• [Activities]:
1) In the Mboweni article, from what level to what level did Mantashe lift the licensing cap for self-generation?
2) Decide whether each statement agrees with the Mboweni article. For each, answer yes or no and quote the article's deciding words.
(a) The Treasury has forecast growth of 3.3% this year.
(b) The IMF forecasts SA to grow by 4% in 2022.
(c) Mboweni delivered his address to the Rotary Africa Centennial Conference in person.

• [Text shown]:
Finance minister Tito Mboweni. Picture: SUNDAY TIMES​/ESA ALEXANDER
Finance minister Tito Mboweni. Picture: SUNDAY TIMES​/ESA ALEXANDER

Finance minister Tito Mboweni has emphasised the urgency of enabling embedded power-generation projects within the next 12 months to drastically reduce load-shedding and facilitate an economy recovery.

Embedded generation, the production of electricity by smaller plants connected to the distribution network, is the only way to enable economic recovery, Mboweni said at the weekend. He noted that “growth prospects are significantly hampered by ongoing energy constraints”. Economic reforms are also essential, he added.

Electricity supply shortages and the consequent load-shedding have been a key hindrance to economic growth, and while mineral resources and energy minister Gwede Mantashe recently opened the way for emergency power procurement, he has been slow in doing so.

In March, Mantashe made a series of announcements for emergency power procurement, as well as opening calls for bids for the fifth round of renewable power procurement and lifting the licensing cap for self-generation from 1MW to 10MW — though this fell short of the 50MW cap the industry called for.

He also issued a request for proposals under bid window 5 for the procurement of 2,600MW and said the government intends to release four more requests for proposals for 7,612MW within the next 12 months.

In a virtual address to the Rotary Africa Centennial Conference at the weekend, Mboweni noted that SA’s economic recovery is lagging that of other comparable countries.

“Without faster growth, SA is unlikely to reach 2019 output levels before 2023,” the minister said. The Treasury has forecast growth of 3.3% this year.

Nevertheless, Mboweni pointed to the significant opportunity SA has to benefit from the combined effect of a faster global recovery, high commodity prices and easy monetary conditions. The global recovery has been stronger than previously expected and the latest global figures support a more optimistic outlook.

“But taking this opportunity will depend on our ability to implement domestic reforms. At the same time, there are many risks to the outlook, including the ongoing Covid-19 pandemic, and uncertainty about the sustainability of emerging-market debt in a period of rising global interest rates.”

The International Monetary Fund (IMF) has projected global growth of 6% in 2021 with advanced countries expected to grow by 5.1%. Pre-pandemic output levels are expected in the US this year, as sizeable fiscal stimulus is driving a faster-than-expected recovery. China will continue to expand (forecast at 8.4% in 2021) off the back of a state-sponsored investment drive and pent-up demand.

The IMF forecasts growth for Sub-Saharan Africa of 3.4% and 4% in 2021 and 2022, respectively, with SA forecast to grow by 3.1% in 2021 and 2% in 2022. SA monetary policy continues to support growth.

“Since the beginning of the year, emerging-market currency appreciation has slowed as a result of rising inflation expectations and yields in advanced economies. This has resulted in a fair degree of rand volatility. Global conditions support SA’s bond issuance strategy, despite rising yields in the US,” Mobweni said.

He said extremely accommodative monetary policy in advanced economies has provided excess global liquidity and a resultant “search for yield” that had supported capital flows to emerging markets. However, early 2021 saw rising inflation expectations and therefore rising yields in some advanced economies, particularly the US.

“The US Federal Reserve has repeatedly reaffirmed its commitment to accommodative policy in the short term (forecasting no rate increases until the end of 2023), but the possibility of rising advanced-economy yields poses a significant threat to emerging markets, particularly those such as SA that are already under extreme fiscal pressure,” Mboweni said.

• [Information]:
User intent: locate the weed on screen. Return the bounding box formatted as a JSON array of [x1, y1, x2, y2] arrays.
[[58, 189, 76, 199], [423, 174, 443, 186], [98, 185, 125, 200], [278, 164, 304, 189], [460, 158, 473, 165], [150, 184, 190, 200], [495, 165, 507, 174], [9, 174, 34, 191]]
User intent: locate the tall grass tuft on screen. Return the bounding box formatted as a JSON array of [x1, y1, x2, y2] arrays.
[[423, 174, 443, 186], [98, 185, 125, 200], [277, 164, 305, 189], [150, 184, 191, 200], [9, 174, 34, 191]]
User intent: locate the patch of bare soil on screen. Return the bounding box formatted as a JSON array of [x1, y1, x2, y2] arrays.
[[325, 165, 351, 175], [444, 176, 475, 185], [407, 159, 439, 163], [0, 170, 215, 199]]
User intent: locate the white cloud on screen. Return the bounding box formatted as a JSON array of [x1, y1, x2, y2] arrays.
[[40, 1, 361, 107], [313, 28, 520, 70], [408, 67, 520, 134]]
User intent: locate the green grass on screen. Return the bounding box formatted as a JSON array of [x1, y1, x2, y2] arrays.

• [Per-task answers]:
1) From 1MW to 10MW.

2)
(a) Yes: "The Treasury has forecast growth of 3.3% this year."
(b) No: "with SA forecast to grow by 3.1% in 2021 and 2% in 2022"
(c) No: "In a virtual address to the Rotary Africa Centennial Conference at the weekend"